▶ _Text passage_:
- - - -
“You're living for nothing now, I hope you're keeping some kind of record…”
There is a bit to unpack here. Marlarie McConaha and Tim Hunter are Franklin, TN habitués who met in a bar on open mic night. Bonding over the music of Leonard Cohen, they adopted the moniker “The FBR” after Cohen’s 1971 “Famous Blue Raincoat” from Songs Of Love And Hate (Columbia) and began performing together.
Having emerged from that Davidson-Williamson county melting pot, their music assimilates styles like collecting snowflakes that dissolve into “The FBR Sound.” Alt-Rock, Alt-Country, rockabilly, and folk music on a cocaine bender, the pair uses what they like from the songbooks available.
- - - -
▶ _Information supplied_:
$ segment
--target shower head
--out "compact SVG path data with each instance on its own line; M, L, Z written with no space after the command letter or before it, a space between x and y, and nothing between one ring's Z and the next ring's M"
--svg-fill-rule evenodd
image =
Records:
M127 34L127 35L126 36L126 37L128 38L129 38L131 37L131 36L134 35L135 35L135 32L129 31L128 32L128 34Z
- - - -
▶ _Task list_:
1. In the passage about The FBR, rewrite the paragraph beginning "There is a bit to unpack here" as a short bulleted list that keeps its main facts.
2. According to the passage about The FBR, where did Marlarie McConaha and Tim Hunter meet?
3. Carry on the passage about The FBR from its last sentence.

▶ _Your responses_:
1.
- Marlarie McConaha and Tim Hunter are Franklin, TN habitués who met in a bar on open mic night.
- They bonded over Leonard Cohen's music.
- They named themselves "The FBR" after Cohen's 1971 "Famous Blue Raincoat," from Songs Of Love And Hate (Columbia).
- They began performing together.

2. They met in a bar on open mic night.

3.
Vocally, McConana sings like a sullied Morgan Wade, (mostly) untouched by Nashville’s commercial infection. On “Before I Drown” she and Hunter fold a whiff of the harmonic underpinning from Toto’s “Africa” together with the ethereal ambiance of Black Dub until it is upended with a sharpened Slim Shady jag. This is a great opener for a debut recording.
McConaha channels Larkin Poe’s Rebecca Lovell’s downhome persona adding boot grit and dirt road dust on “Rain On.” The pair favor souring, anthem-like phrasing that is never repeated lazily like a glow-in-the-dark idee fixe. “Skies Of Donegal Blue” draws all these elements together sewn with the hard percussion and seething slide guitar on the low strings.
Together McConaha and Hunter harmonize like angels smelling of cigarettes and beer. “Still On The Run” has airplay written all over it, propelled by the insistent arrangement, instrumentation, and a time-tested chord progression. “Hurricane-House Of The Rising Sun” sums up the band’s statement of southern grace in the shadow of St. Louis Cathedral. This is an encore piece if one ever was by a new talent ready to play it many times.